The northern muriqui, the black-capped capuchin and the munduruku marmoset are only a few of today’s 500-or-so primate species. Yet, these three animals all share a range in South America that intersects with the territories of Indigenous peoples.
Science suggests that this intersection makes sense. In fact, scientists recently revealed that Indigenous lands frequently have higher levels of primate biodiversity. Published in Science Advances, the research also revealed that the non-human primates living inside these territories face the threat of extinction less often than those living just outside of them.
A Prime Part of the Forest
Non-human primates, a diverse group of animals including lemurs, lorises, tarsiers, monkeys and apes, serve several important functions for the forests of South America, Asia and Africa.
“Most primates exploit forests, where they serve as agents of pollination and seed dispersal,” says Paul Garber, an anthropologist at the University of Illinois Urbana-Champaign, in a press release. “They play a very important role in the regeneration of forests.”
They’re also crucial players in predator-prey relationships. They consume all sorts of insects and small vertebrates and a variety of carnivorous creatures, including other primates, consume them.
That said, in the face of their importance, primate populations are threatened all around the world. “There is an impending extinction crisis among the world’s 521 primate species,” Garber says in a press release. “We know that 68 percent of these species are vulnerable […] and many of them may not survive to the end of the century.”
Aspiring to reverse these stark projections for the future, Garber and a team of scientists studied the influence of land use in supporting primate biodiversity. Their studies showed that how Indigenous peoples use the land corresponds with an increase in its overall diversity of primates, a fact which could inform future conservation efforts.
The team reviewed the available research and carried out a spatial analysis to compare people’s use of land and primate’s diversity. Ultimately, the researchers wrote that Indigenous areas “account for 30 percent of the primate range, and 71 percent of primate species inhabit these lands,” according to a press release.
Proposing several potential reasons for this pattern, the team says that Indigenous populations tend to participate in practices that aid in the preservation of primates. “There are many different Indigenous peoples, and they exploit their environments in different and multifaceted ways,” Garber says in a press release. “While many groups hunt primates, they also hunt pigs, ungulates, rodents, birds and fish. They gather forest resources including medicinal plants. They have gardens, employ methods of shifting cultivation and engage in herding.”

# Records shown:
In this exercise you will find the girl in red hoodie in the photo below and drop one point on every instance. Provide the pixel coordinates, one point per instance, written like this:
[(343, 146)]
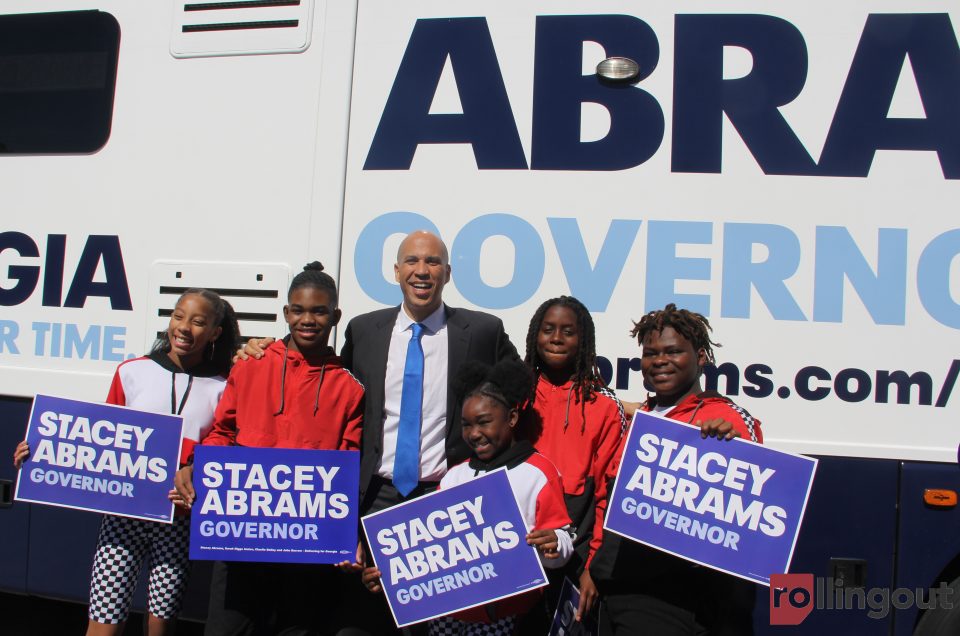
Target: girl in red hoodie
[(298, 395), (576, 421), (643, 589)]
* * *
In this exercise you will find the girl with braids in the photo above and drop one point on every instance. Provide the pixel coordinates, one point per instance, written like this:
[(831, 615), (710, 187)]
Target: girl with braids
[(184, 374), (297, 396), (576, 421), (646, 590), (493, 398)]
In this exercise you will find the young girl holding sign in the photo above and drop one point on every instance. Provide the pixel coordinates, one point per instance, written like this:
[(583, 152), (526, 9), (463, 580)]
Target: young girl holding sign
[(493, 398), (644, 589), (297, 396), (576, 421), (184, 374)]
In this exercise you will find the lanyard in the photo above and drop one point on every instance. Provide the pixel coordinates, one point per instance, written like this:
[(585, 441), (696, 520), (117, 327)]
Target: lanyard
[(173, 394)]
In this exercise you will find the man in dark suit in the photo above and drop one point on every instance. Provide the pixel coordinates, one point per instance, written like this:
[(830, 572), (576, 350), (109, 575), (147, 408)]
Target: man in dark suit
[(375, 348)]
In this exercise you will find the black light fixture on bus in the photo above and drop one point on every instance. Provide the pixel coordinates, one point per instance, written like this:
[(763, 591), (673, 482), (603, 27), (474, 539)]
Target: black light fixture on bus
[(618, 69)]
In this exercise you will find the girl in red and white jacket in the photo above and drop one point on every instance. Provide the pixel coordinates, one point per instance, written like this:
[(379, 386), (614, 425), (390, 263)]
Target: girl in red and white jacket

# Task item:
Duplicate the passage in the primate article above, starting at "A Prime Part" and ending at "Asia and Africa.".

# Answer box:
A Prime Part of the Forest
Non-human primates, a diverse group of animals including lemurs, lorises, tarsiers, monkeys and apes, serve several important functions for the forests of South America, Asia and Africa.